• **Given passage**:
────────────────────────────────────────

During that time, enrolled members of the Osage Indian nation were among the wealthiest people per capita in the world. The rich oil fields beneath their reservation brought millions of dollars into the tribe annually, distributed to tribal members holding "headrights" that could not be bought or sold but only inherited. This vast wealth attracted the attention of unscrupulous whites who found ways to divert it to themselves by marrying Osage women or by having Osage declared legally incompetent so the whites could fleece them through the administration of their estates. For some, however, these deceptive tactics were not enough, and a plague of violent death—by shooting, poison, orchestrated automobile accident, and bombing—began to decimate the Osage in what they came to call the "Reign of Terror." Corrupt and incompetent law enforcement and judicial systems ensured that the perpetrators were never found or punished until the young J. Edgar Hoover saw cracking these cases as a means of burnishing the reputation of the newly professionalized FBI. Bestselling New Yorker staff writer Grann (The Devil and Sherlock Holmes: Tales of Murder, Madness, and Obsession, 2010, etc.) follows Special Agent Tom White and his assistants as they track the killers of one extended Osage family through a closed local culture of greed, bigotry, and lies in pursuit of protection for the survivors and justice for the dead. But he doesn't stop there; relying almost entirely on primary and unpublished sources, the author goes on to expose a web of conspiracy and corruption that extended far wider than even the FBI ever suspected. This page-turner surges forward with the pacing of a true-crime thriller, elevated by Grann's crisp and evocative prose and enhanced by dozens of period photographs.

────────────────────────────────────────

Point placement listing
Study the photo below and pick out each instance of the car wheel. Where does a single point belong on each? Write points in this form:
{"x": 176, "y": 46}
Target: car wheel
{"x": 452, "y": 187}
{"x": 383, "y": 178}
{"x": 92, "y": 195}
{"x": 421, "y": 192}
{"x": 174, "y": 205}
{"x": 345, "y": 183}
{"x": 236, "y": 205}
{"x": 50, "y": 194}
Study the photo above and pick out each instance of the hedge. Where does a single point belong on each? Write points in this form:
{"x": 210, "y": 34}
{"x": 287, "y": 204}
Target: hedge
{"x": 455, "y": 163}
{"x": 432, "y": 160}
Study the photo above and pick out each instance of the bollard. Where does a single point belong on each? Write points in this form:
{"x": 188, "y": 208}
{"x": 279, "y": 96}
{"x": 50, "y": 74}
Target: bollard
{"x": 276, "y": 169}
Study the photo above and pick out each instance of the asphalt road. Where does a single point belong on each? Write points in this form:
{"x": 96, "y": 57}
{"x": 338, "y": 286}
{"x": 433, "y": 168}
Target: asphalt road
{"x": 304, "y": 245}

────────────────────────────────────────

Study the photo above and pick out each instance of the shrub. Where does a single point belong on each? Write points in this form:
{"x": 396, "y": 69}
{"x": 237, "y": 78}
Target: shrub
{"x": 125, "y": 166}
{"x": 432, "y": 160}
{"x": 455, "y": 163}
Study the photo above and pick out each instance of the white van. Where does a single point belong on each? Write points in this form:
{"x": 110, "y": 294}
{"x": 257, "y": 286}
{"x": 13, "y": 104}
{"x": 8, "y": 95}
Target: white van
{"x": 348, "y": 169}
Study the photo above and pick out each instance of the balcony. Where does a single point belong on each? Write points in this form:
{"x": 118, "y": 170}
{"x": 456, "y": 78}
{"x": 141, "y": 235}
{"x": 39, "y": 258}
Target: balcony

────────────────────────────────────────

• **Parts of the exercise**:
1: Name every method of violent death that the passage on the Osage Reign of Terror lists.
2: Reproduce verbatim the portion of the point placement listing that opens with the line containing "of the shrub." and closes with the line containing "Target: balcony".

• **Solutions in order**:
1: Shooting, poison, orchestrated automobile accident, and bombing.

2:
Study the photo above and pick out each instance of the shrub. Where does a single point belong on each? Write points in this form:
{"x": 396, "y": 69}
{"x": 237, "y": 78}
Target: shrub
{"x": 125, "y": 166}
{"x": 432, "y": 160}
{"x": 455, "y": 163}
Study the photo above and pick out each instance of the white van. Where does a single point belong on each? Write points in this form:
{"x": 110, "y": 294}
{"x": 257, "y": 286}
{"x": 13, "y": 104}
{"x": 8, "y": 95}
Target: white van
{"x": 348, "y": 169}
Study the photo above and pick out each instance of the balcony. Where does a single point belong on each? Write points in this form:
{"x": 118, "y": 170}
{"x": 456, "y": 78}
{"x": 141, "y": 235}
{"x": 39, "y": 258}
Target: balcony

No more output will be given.